ZU ERLEDIGENDE ARBEIT: Aktualisiere sämtliche folgenden Einträge, indem du jedes Vorkommen von „marker“ durch „pin“ ersetzt. Alles Übrige bleibt unverändert.

----- DIE DATEN

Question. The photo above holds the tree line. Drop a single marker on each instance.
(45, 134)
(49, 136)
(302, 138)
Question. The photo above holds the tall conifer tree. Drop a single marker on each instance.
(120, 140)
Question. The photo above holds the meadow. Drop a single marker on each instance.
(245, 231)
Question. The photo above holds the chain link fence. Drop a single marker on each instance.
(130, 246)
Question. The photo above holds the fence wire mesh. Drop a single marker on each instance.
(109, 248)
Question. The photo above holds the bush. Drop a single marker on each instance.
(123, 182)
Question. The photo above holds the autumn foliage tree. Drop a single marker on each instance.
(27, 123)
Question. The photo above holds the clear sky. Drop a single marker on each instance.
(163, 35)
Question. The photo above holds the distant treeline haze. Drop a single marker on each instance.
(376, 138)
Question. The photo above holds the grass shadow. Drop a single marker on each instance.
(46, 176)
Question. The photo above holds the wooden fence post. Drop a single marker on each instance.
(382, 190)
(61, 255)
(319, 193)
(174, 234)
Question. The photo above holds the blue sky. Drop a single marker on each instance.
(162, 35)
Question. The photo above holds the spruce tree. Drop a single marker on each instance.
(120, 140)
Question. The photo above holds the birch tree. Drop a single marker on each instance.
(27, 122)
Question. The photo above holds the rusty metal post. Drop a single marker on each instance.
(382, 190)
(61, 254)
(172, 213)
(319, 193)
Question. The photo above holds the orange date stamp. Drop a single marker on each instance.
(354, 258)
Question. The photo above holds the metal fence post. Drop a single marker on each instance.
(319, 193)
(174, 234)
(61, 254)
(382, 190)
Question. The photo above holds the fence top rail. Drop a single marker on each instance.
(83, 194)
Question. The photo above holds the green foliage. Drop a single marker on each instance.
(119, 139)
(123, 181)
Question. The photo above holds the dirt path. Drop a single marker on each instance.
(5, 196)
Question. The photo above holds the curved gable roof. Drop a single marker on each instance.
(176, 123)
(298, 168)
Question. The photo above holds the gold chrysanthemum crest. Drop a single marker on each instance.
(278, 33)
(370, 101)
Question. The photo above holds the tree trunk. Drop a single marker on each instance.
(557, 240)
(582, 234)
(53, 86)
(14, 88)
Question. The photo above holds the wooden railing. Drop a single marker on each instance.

----------

VOLLSTÄNDIGE ANTWORT:
Question. The photo above holds the tree line. Drop a single pin on each instance.
(45, 134)
(49, 136)
(302, 138)
Question. The photo above holds the tall conifer tree. Drop a single pin on each instance.
(120, 140)
Question. The photo above holds the meadow. Drop a single pin on each instance.
(245, 231)
Question. The photo above holds the chain link fence. Drop a single pin on each instance.
(130, 246)
Question. The photo above holds the fence wire mesh. Drop a single pin on each instance.
(109, 248)
Question. The photo above holds the bush. Drop a single pin on each instance.
(123, 182)
Question. The photo above holds the autumn foliage tree. Drop a single pin on each instance.
(27, 123)
Question. The photo above holds the clear sky. Drop a single pin on each instance.
(163, 35)
Question. The photo above holds the distant treeline haze. Drop a single pin on each instance.
(376, 138)
Question. The photo above holds the grass shadow. Drop a single pin on each instance.
(46, 176)
Question. The photo above holds the wooden fence post. Drop a single pin on each instance.
(382, 190)
(61, 255)
(319, 193)
(174, 234)
Question. The photo above holds the blue sky. Drop a single pin on each instance.
(162, 35)
Question. The photo above holds the spruce tree. Drop a single pin on each instance.
(120, 140)
Question. The photo above holds the birch tree. Drop a single pin on each instance.
(27, 122)
Question. The photo above holds the rusty metal post. Drop a single pin on each instance.
(382, 190)
(61, 254)
(172, 213)
(319, 193)
Question. The photo above holds the orange date stamp. Drop a single pin on each instance.
(354, 258)
Question. The photo above holds the metal fence post. Drop a single pin on each instance.
(319, 193)
(174, 234)
(61, 254)
(382, 190)
Question. The photo above holds the fence top rail. Drop a single pin on each instance.
(83, 194)
Question. The photo above holds the green foliage. Drop a single pin on each instance.
(119, 139)
(123, 181)
Question. The photo above holds the dirt path. Drop a single pin on each instance.
(5, 196)
Question. The photo above holds the curved gable roof. Drop a single pin on each instance.
(176, 123)
(298, 168)
Question. The photo above holds the gold chrysanthemum crest. Drop a single pin on each instance.
(278, 33)
(370, 101)
Question. The photo above holds the tree trunk. Drop a single pin on each instance.
(557, 240)
(582, 234)
(53, 86)
(14, 88)
Question. The photo above holds the wooden railing. Drop a single pin on each instance.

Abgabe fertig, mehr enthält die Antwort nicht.